### WORK TO DO
Using the entries below, output exactly the line containing "Target: window of building" and all lines that follow it to the end.

[SUPPLIED RECORDS start]

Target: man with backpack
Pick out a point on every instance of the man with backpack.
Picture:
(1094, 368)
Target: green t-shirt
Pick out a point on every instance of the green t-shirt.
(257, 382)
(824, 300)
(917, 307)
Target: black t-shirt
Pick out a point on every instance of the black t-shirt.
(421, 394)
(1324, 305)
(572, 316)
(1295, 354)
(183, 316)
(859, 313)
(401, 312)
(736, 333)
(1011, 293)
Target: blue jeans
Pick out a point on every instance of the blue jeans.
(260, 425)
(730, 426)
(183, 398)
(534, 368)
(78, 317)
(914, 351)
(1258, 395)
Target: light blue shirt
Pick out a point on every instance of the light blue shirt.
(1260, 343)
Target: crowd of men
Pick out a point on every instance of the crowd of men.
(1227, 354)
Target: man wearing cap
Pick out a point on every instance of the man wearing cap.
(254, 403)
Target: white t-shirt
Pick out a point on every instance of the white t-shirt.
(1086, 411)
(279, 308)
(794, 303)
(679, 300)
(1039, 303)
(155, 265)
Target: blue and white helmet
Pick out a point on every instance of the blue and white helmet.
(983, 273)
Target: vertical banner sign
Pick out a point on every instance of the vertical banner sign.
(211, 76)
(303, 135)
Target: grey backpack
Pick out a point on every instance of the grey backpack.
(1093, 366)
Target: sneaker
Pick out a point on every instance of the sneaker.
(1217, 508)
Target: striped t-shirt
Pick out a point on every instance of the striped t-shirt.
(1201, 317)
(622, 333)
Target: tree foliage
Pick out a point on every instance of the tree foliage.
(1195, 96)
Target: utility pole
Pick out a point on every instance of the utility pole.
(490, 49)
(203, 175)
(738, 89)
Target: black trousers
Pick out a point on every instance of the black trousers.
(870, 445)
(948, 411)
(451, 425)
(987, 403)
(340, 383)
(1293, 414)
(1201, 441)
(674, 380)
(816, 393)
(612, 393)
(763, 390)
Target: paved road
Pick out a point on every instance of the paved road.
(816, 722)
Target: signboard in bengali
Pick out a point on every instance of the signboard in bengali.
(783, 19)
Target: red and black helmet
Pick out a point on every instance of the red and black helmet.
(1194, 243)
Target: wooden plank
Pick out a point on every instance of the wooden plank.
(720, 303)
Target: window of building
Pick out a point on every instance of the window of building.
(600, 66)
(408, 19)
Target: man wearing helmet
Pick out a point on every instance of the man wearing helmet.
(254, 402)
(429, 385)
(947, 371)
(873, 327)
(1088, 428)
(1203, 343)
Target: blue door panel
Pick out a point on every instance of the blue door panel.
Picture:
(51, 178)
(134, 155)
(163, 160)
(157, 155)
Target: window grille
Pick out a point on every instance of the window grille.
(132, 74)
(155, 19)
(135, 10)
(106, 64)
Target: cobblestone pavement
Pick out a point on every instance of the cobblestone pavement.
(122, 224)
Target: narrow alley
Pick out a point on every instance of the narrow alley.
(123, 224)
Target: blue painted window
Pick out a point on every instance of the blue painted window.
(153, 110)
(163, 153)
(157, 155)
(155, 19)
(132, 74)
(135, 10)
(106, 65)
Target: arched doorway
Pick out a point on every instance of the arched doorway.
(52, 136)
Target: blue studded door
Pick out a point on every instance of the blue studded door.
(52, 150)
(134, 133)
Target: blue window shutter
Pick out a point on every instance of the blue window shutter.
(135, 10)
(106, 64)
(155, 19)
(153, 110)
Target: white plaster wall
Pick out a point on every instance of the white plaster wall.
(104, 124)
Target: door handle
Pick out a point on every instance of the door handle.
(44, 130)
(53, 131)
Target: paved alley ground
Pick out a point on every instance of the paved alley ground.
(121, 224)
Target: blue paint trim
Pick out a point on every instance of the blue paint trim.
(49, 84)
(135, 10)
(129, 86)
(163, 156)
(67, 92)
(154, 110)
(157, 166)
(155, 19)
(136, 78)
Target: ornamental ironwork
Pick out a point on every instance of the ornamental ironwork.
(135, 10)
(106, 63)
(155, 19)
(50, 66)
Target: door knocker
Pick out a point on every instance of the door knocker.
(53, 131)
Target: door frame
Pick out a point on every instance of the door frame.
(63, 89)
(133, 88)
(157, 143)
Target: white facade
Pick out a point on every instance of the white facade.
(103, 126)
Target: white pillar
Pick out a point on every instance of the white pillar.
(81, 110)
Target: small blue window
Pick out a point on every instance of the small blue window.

[SUPPLIED RECORDS end]

### TASK SOLUTION
Target: window of building
Pick out a point on every instance of the window of building.
(600, 66)
(408, 19)
Target: man wearing helmet
Pick out a point on every instance of the man wearing helmet.
(254, 402)
(429, 385)
(947, 371)
(873, 327)
(1088, 428)
(1203, 343)
Target: blue door panel
Pick out a point on every instance of the blue door panel.
Picture:
(51, 178)
(134, 155)
(163, 160)
(157, 155)
Target: window grille
Pick out a point on every instance of the window grille.
(132, 74)
(155, 19)
(135, 10)
(106, 64)
Target: cobblestone pavement
Pick out a point on every instance of the cobblestone pavement.
(122, 224)
Target: narrow alley
Pick out a point on every instance of the narrow alley.
(123, 224)
Target: blue painted window
Pick out a point on every instance of the blue painted window.
(153, 110)
(163, 153)
(157, 155)
(155, 19)
(132, 74)
(135, 10)
(106, 65)
Target: arched doorway
Pick out a point on every instance of the arched doorway.
(52, 136)
Target: blue studded door
Pick out a point on every instance of the blue studded door.
(52, 150)
(134, 133)
Target: blue window shutter
Pick out a point on every instance of the blue window shutter.
(135, 10)
(106, 64)
(155, 19)
(153, 110)
Target: white plaster wall
Pick out a point on every instance of the white plaster wall.
(104, 124)
Target: door handle
Pick out a point on every instance of the door handle.
(44, 130)
(53, 131)
Target: paved alley ground
Pick out a point on every instance of the paved alley ground.
(121, 224)
Target: blue paint trim
Pick out a point on every instance of the blue paint trim.
(49, 84)
(135, 10)
(129, 86)
(163, 156)
(67, 92)
(154, 110)
(157, 166)
(155, 19)
(136, 78)
Target: ornamental ironwork
Pick out a point on every instance of the ornamental ironwork.
(135, 10)
(106, 63)
(155, 19)
(50, 66)
Target: door knocker
Pick out a point on every instance of the door knocker.
(53, 131)
Target: door frame
Pick out a point on every instance of the door frame.
(63, 89)
(133, 88)
(157, 143)
Target: white facade
Pick out a point on every instance of the white facade.
(103, 126)
Target: white pillar
Pick out a point on every instance of the white pillar.
(81, 110)
Target: small blue window
Pick out a point on every instance of the small blue window.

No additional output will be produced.